* [Exercise]:
Everything in the listing below should be written out again exactly, except the pictures.

* [Material shown]:
=== Begin Enclosure ===
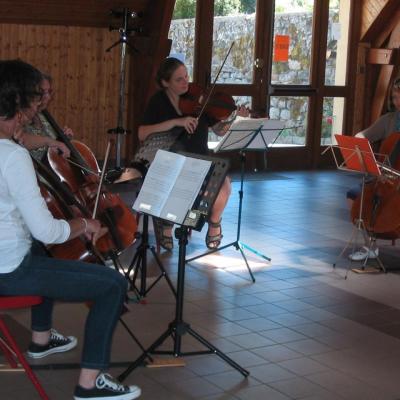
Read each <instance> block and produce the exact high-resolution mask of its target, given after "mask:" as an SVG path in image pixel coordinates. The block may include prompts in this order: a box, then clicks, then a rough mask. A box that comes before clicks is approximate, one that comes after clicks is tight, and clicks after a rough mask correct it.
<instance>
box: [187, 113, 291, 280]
mask: <svg viewBox="0 0 400 400" xmlns="http://www.w3.org/2000/svg"><path fill="white" fill-rule="evenodd" d="M283 128H284V122H283V121H279V120H270V119H267V118H258V119H254V118H253V119H238V121H237V123H236V121H235V123H234V124H232V127H231V129H230V130H229V131H228V133H227V134H226V135H225V136H224V138H223V139H222V140H221V141H220V142H219V144H218V146H217V147H216V148H215V149H214V152H216V153H218V152H228V151H239V155H240V166H241V167H240V190H239V210H238V216H237V231H236V240H234V241H233V242H231V243H228V244H226V245H224V246H220V247H218V248H215V249H212V250H209V251H207V252H205V253H203V254H201V255H198V256H195V257H191V258H189V259H188V260H186V262H187V263H188V262H191V261H194V260H197V259H199V258H201V257H204V256H207V255H209V254H213V253H215V252H217V251H221V250H224V249H226V248H228V247H231V246H233V247H234V248H235V249H236V250H239V251H240V254H241V255H242V258H243V260H244V262H245V264H246V267H247V270H248V271H249V274H250V277H251V280H252V281H253V282H255V281H256V280H255V278H254V275H253V272H252V270H251V268H250V265H249V263H248V261H247V258H246V255H245V254H244V251H243V249H246V250H249V251H251V252H252V253H254V254H255V255H257V256H259V257H261V258H263V259H264V260H266V261H271V258H270V257H267V256H266V255H265V254H263V253H261V252H260V251H258V250H256V249H254V248H253V247H251V246H249V245H248V244H246V243H244V242H242V241H241V240H240V232H241V230H240V229H241V222H242V207H243V195H244V190H243V183H244V175H245V165H246V152H248V151H250V150H252V151H266V150H268V149H269V146H270V145H271V144H273V143H275V142H276V140H277V139H278V137H279V136H280V134H281V132H282V129H283Z"/></svg>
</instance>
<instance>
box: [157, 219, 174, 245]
mask: <svg viewBox="0 0 400 400" xmlns="http://www.w3.org/2000/svg"><path fill="white" fill-rule="evenodd" d="M153 226H154V234H155V237H156V242H157V247H158V249H159V247H160V246H161V247H162V248H163V249H164V250H167V251H172V249H173V248H174V241H173V239H172V232H171V235H168V234H166V232H168V231H170V230H172V227H173V226H174V224H171V223H169V222H165V221H163V220H162V219H159V218H153Z"/></svg>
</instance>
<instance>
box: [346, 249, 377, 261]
mask: <svg viewBox="0 0 400 400" xmlns="http://www.w3.org/2000/svg"><path fill="white" fill-rule="evenodd" d="M378 255H379V249H375V250H369V249H368V247H367V246H364V247H362V248H361V249H360V250H357V251H355V252H354V253H351V254H349V259H350V260H351V261H364V260H365V259H366V258H367V257H368V258H371V259H374V258H378Z"/></svg>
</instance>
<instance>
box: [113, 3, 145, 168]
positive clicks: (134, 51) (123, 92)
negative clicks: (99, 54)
mask: <svg viewBox="0 0 400 400" xmlns="http://www.w3.org/2000/svg"><path fill="white" fill-rule="evenodd" d="M111 15H112V16H114V17H117V18H121V17H122V19H123V24H122V27H120V28H115V27H113V26H110V28H109V29H110V31H114V30H118V31H119V34H120V39H119V40H118V41H116V42H115V43H114V44H113V45H111V46H110V47H109V48H108V49H106V51H107V52H110V51H111V49H113V48H114V47H116V46H118V45H121V52H120V54H121V64H120V79H119V102H118V119H117V126H116V127H115V128H112V129H109V130H108V131H107V132H108V133H109V134H115V135H117V140H116V161H115V170H116V171H115V172H114V173H119V172H122V170H121V142H122V137H121V136H122V135H126V134H127V133H130V131H129V130H127V129H125V128H124V122H123V118H124V109H125V93H124V92H125V90H124V89H125V71H126V48H127V46H128V47H129V48H130V49H131V50H133V51H134V52H137V49H136V48H134V47H133V46H131V45H130V44H129V43H128V36H129V35H130V34H131V33H132V32H135V31H140V29H138V28H132V27H129V20H130V19H131V18H137V17H138V14H137V13H135V12H133V11H130V10H128V9H127V8H123V9H122V11H114V10H111ZM110 172H111V171H109V172H108V174H109V173H110ZM111 173H112V172H111Z"/></svg>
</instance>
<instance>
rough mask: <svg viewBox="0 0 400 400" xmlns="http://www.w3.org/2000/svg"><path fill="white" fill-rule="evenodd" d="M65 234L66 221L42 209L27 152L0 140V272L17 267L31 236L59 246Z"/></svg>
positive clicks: (68, 225) (33, 172)
mask: <svg viewBox="0 0 400 400" xmlns="http://www.w3.org/2000/svg"><path fill="white" fill-rule="evenodd" d="M69 235H70V226H69V224H68V222H67V221H65V220H57V219H55V218H53V216H52V215H51V213H50V211H49V210H48V208H47V206H46V203H45V201H44V199H43V197H42V195H41V193H40V189H39V186H38V184H37V179H36V175H35V170H34V167H33V163H32V160H31V157H30V156H29V153H28V151H27V150H26V149H24V148H23V147H21V146H19V145H18V144H16V143H14V142H13V141H11V140H8V139H0V273H7V272H11V271H13V270H15V269H16V268H17V267H18V266H19V264H20V263H21V262H22V260H23V258H24V257H25V255H26V254H27V253H28V251H29V249H30V247H31V244H32V236H33V237H34V238H35V239H37V240H39V241H41V242H43V243H46V244H48V243H63V242H65V241H67V240H68V238H69Z"/></svg>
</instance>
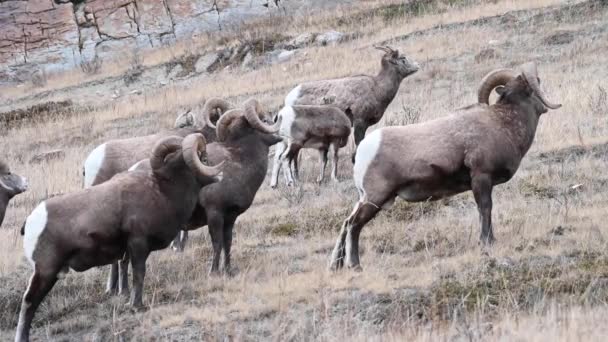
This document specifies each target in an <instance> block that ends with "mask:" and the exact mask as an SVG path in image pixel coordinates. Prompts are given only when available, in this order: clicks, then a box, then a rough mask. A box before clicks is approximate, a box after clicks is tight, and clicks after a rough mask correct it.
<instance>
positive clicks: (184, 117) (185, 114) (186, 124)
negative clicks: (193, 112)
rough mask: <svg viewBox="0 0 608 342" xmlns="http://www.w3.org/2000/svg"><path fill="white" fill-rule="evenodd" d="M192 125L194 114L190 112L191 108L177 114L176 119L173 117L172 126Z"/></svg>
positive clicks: (192, 122)
mask: <svg viewBox="0 0 608 342" xmlns="http://www.w3.org/2000/svg"><path fill="white" fill-rule="evenodd" d="M192 126H194V114H192V110H190V109H188V110H187V111H186V112H184V113H182V114H180V115H178V116H177V119H175V124H174V125H173V127H175V128H184V127H192Z"/></svg>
=== End Enclosure ===
* [Task response]:
Read each <instance> block and produce the exact high-resolution mask of its target, given after "mask:" as an SVG path in image pixel coordinates. The block may include prompts in this order: a box, then clicks, then a rough mask. A box that comes before clicks is approximate, one that comes after clicks is tight, and clicks after a rough mask correct it.
<instance>
box: [187, 113, 291, 280]
mask: <svg viewBox="0 0 400 400" xmlns="http://www.w3.org/2000/svg"><path fill="white" fill-rule="evenodd" d="M283 128H284V122H283V121H279V120H270V119H267V118H258V119H254V118H253V119H238V121H237V123H236V121H235V123H234V124H232V127H231V129H230V130H229V131H228V133H227V134H226V135H225V136H224V138H223V139H222V140H221V141H220V142H219V144H218V146H217V147H216V148H215V149H214V152H216V153H218V152H228V151H239V155H240V166H241V167H240V190H239V210H238V216H237V231H236V240H234V241H233V242H231V243H228V244H226V245H224V246H220V247H218V248H215V249H212V250H209V251H207V252H205V253H203V254H201V255H198V256H195V257H191V258H189V259H188V260H186V262H187V263H188V262H191V261H194V260H197V259H199V258H201V257H204V256H207V255H209V254H213V253H215V252H217V251H221V250H224V249H226V248H228V247H231V246H233V247H234V248H235V249H236V250H239V251H240V254H241V255H242V258H243V260H244V262H245V264H246V267H247V270H248V271H249V274H250V277H251V280H252V281H253V282H255V281H256V280H255V278H254V275H253V272H252V270H251V268H250V265H249V263H248V261H247V258H246V255H245V254H244V251H243V249H246V250H249V251H251V252H252V253H254V254H255V255H257V256H259V257H261V258H263V259H264V260H266V261H271V258H270V257H267V256H266V255H265V254H263V253H261V252H260V251H258V250H256V249H254V248H253V247H251V246H249V245H248V244H246V243H244V242H242V241H241V240H240V232H241V230H240V229H241V222H242V207H243V195H244V190H243V183H244V175H245V165H246V152H248V151H250V150H252V151H266V150H268V149H269V146H270V145H271V144H273V143H275V142H276V140H277V139H278V137H279V136H280V134H281V132H282V129H283Z"/></svg>
</instance>
<instance>
box: [157, 219, 174, 245]
mask: <svg viewBox="0 0 400 400" xmlns="http://www.w3.org/2000/svg"><path fill="white" fill-rule="evenodd" d="M153 226H154V234H155V237H156V242H157V247H158V249H159V247H160V246H161V247H162V248H163V249H164V250H167V251H172V249H173V248H174V241H173V239H172V232H171V235H168V234H166V232H168V231H170V230H172V227H173V226H174V224H171V223H169V222H165V221H163V220H162V219H159V218H153Z"/></svg>
</instance>
<instance>
box: [346, 249, 377, 261]
mask: <svg viewBox="0 0 400 400" xmlns="http://www.w3.org/2000/svg"><path fill="white" fill-rule="evenodd" d="M378 255H379V249H375V250H369V249H368V247H367V246H364V247H362V248H361V249H360V250H357V251H355V252H354V253H351V254H349V259H350V260H351V261H364V260H365V259H366V258H367V257H368V258H371V259H374V258H378Z"/></svg>
</instance>
<instance>
box: [113, 3, 145, 168]
positive clicks: (134, 51) (123, 92)
negative clicks: (99, 54)
mask: <svg viewBox="0 0 400 400" xmlns="http://www.w3.org/2000/svg"><path fill="white" fill-rule="evenodd" d="M111 15H112V16H114V17H117V18H121V17H122V19H123V24H122V27H120V28H115V27H113V26H110V28H109V29H110V31H114V30H118V31H119V34H120V39H119V40H118V41H116V42H115V43H114V44H113V45H111V46H110V47H109V48H108V49H106V51H107V52H110V51H111V49H113V48H114V47H116V46H118V45H121V52H120V54H121V64H120V79H119V102H118V119H117V126H116V127H115V128H112V129H109V130H108V131H107V132H108V133H109V134H115V135H117V140H116V161H115V170H116V171H115V172H114V173H119V172H122V170H121V142H122V137H121V136H122V135H126V134H127V133H130V131H129V130H127V129H125V128H124V122H123V118H124V109H125V93H124V92H125V90H124V89H125V71H126V48H127V46H128V47H129V48H130V49H131V50H133V51H134V52H137V49H136V48H134V47H133V46H131V45H130V44H129V43H128V36H129V35H130V34H131V33H132V32H135V31H140V29H138V28H132V27H129V20H130V19H131V18H137V17H138V14H137V13H135V12H133V11H130V10H128V9H127V8H123V9H122V11H114V10H111ZM110 172H111V171H109V172H108V174H109V173H110ZM111 173H112V172H111Z"/></svg>
</instance>
<instance>
rough mask: <svg viewBox="0 0 400 400" xmlns="http://www.w3.org/2000/svg"><path fill="white" fill-rule="evenodd" d="M65 234L66 221L42 209L27 152L0 140V272L17 267L31 236L59 246Z"/></svg>
positive clicks: (68, 225) (33, 172)
mask: <svg viewBox="0 0 400 400" xmlns="http://www.w3.org/2000/svg"><path fill="white" fill-rule="evenodd" d="M69 235H70V226H69V224H68V222H67V221H65V220H57V219H55V218H53V216H52V215H51V213H50V211H49V210H48V208H47V206H46V203H45V201H44V199H43V197H42V195H41V193H40V189H39V186H38V184H37V179H36V175H35V170H34V167H33V163H32V160H31V157H30V156H29V153H28V151H27V150H26V149H24V148H23V147H21V146H19V145H18V144H16V143H14V142H13V141H11V140H8V139H0V273H7V272H11V271H13V270H15V269H16V268H17V267H18V266H19V264H20V263H21V262H22V260H23V258H24V257H25V255H26V254H27V253H28V251H29V249H30V247H31V244H32V236H33V237H34V238H35V239H37V240H39V241H41V242H43V243H46V244H48V243H63V242H65V241H67V240H68V238H69Z"/></svg>
</instance>
This document specifies each target in an <instance> block that ends with "mask:" and the exact mask as an SVG path in image pixel coordinates. Prompts are given only when available, in this order: clicks, then a box, then a rough mask. A box before clicks is approximate, a box after clicks is tight, and clicks after a rough mask correct it.
<instance>
positive clicks: (184, 117) (185, 114) (186, 124)
negative clicks: (193, 112)
rough mask: <svg viewBox="0 0 608 342" xmlns="http://www.w3.org/2000/svg"><path fill="white" fill-rule="evenodd" d="M192 125L194 114L190 112L191 108L177 114L176 119L173 117L172 126Z"/></svg>
positive clicks: (192, 122)
mask: <svg viewBox="0 0 608 342" xmlns="http://www.w3.org/2000/svg"><path fill="white" fill-rule="evenodd" d="M192 126H194V114H192V110H190V109H188V110H187V111H186V112H184V113H182V114H180V115H178V116H177V119H175V124H174V125H173V127H175V128H184V127H192Z"/></svg>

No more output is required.